◆ TASK DESCRIPTION
Reproduce the article below on the protests over the killing of Solomon Tekah, word for word and in full.

AT LEAST 47 OFFICERS WOUNDED, 60 ARRESTED IN VIOLENT PROTESTS
60 ARRESTED IN VIOLENT PROTESTS
Angered by the slaying of Solomon Tekah on Sunday, thousands of protesters from the Ethiopian-Israeli community, and others, took to major roads and junctions around the country on Tuesday.
BY JEREMY SHARON JULY 2, 2019 23:00
4 minute read.
Angered by the killing of Solomon Tekah on Sunday, thousands of protesters from the Ethiopian-Israeli community and others took to major roads and junctions on Tuesday to protest excessive police force directed at the community. At the end of the day of violence, Police were reporting that some 47 officers were wounded and 60 people arrested during the protests.
The country was brought to a standstill, with some of the biggest highways, such as the Trans-Israel Highway and Route 4, the Coastal Road and the Ayalon all suffering closures in part, leading to massive traffic jams around the country. On the 431 highway close to Ramle a car being driven at high speed hit a protestor without stopping. The protestor was taken to hospital in moderate condition.
The police said that they initially refrained from dispersing the protests and street blockades, but that when the protests became violent, including the throwing of stones, petrol bombs, burning tires and attacks against police personnel, they were forced to act.
Prime Minister Benjamin Netanyahu called on protestors to halt blocking the roads, saying that he knew there were “problems that still need to be solved” which he said would be addressed, but that the rule of law must be preserved.

◆ STUDY MATERIAL
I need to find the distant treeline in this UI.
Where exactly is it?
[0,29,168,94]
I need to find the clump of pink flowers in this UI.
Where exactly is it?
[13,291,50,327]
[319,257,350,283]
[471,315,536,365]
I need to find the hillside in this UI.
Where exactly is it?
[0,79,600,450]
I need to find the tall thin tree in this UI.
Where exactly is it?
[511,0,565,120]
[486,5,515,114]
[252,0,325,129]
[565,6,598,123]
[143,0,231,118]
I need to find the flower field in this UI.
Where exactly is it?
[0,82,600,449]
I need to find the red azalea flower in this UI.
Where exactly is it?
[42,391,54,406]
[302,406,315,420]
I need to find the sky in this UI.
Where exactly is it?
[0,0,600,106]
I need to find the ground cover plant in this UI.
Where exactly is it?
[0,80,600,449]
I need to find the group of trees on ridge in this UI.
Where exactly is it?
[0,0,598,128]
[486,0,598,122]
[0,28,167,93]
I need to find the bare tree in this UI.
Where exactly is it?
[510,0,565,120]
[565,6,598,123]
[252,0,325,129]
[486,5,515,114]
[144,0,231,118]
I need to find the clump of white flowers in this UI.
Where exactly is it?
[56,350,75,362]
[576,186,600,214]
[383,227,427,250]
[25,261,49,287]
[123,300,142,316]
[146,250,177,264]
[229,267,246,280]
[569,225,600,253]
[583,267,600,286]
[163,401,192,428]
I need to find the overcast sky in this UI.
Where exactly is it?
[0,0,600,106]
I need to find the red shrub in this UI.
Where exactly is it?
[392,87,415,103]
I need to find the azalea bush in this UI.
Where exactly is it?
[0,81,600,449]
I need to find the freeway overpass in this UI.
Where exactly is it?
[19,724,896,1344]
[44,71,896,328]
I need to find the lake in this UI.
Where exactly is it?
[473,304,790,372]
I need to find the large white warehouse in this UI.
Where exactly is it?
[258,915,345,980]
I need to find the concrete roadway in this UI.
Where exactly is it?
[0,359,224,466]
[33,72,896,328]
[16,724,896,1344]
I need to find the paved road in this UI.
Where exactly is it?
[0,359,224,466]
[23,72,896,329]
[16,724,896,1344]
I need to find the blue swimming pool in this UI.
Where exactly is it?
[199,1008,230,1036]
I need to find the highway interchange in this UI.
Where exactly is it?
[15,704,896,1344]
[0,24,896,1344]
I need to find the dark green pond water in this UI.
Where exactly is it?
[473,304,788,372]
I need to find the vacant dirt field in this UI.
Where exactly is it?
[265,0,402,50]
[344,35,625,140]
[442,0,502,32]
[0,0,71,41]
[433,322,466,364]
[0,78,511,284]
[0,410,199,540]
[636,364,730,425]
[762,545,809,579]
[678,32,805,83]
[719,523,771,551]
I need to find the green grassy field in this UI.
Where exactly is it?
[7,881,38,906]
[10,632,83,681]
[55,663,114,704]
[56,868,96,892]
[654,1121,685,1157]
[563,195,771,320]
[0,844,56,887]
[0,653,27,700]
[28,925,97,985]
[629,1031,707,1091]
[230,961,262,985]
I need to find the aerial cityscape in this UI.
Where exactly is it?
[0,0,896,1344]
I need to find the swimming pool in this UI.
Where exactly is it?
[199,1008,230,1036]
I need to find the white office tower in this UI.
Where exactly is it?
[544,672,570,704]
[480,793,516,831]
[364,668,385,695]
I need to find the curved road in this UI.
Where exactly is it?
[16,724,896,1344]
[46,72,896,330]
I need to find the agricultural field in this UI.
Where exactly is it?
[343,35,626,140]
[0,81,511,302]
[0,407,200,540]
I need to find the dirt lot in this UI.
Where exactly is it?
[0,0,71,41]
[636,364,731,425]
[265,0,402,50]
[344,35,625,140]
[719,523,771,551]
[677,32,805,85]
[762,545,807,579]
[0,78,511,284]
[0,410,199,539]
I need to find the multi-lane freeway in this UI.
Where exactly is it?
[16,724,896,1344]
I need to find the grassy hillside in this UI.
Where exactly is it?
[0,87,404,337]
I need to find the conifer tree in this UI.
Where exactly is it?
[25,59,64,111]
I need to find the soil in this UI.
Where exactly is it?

◆ RESULT OF THIS EXERCISE
AT LEAST 47 OFFICERS WOUNDED, 60 ARRESTED IN VIOLENT PROTESTS
60 ARRESTED IN VIOLENT PROTESTS
Angered by the slaying of Solomon Tekah on Sunday, thousands of protesters from the Ethiopian-Israeli community, and others, took to major roads and junctions around the country on Tuesday.
BY JEREMY SHARON JULY 2, 2019 23:00
4 minute read.
Angered by the killing of Solomon Tekah on Sunday, thousands of protesters from the Ethiopian-Israeli community and others took to major roads and junctions on Tuesday to protest excessive police force directed at the community. At the end of the day of violence, Police were reporting that some 47 officers were wounded and 60 people arrested during the protests.
The country was brought to a standstill, with some of the biggest highways, such as the Trans-Israel Highway and Route 4, the Coastal Road and the Ayalon all suffering closures in part, leading to massive traffic jams around the country. On the 431 highway close to Ramle a car being driven at high speed hit a protestor without stopping. The protestor was taken to hospital in moderate condition.
The police said that they initially refrained from dispersing the protests and street blockades, but that when the protests became violent, including the throwing of stones, petrol bombs, burning tires and attacks against police personnel, they were forced to act.
Prime Minister Benjamin Netanyahu called on protestors to halt blocking the roads, saying that he knew there were “problems that still need to be solved” which he said would be addressed, but that the rule of law must be preserved.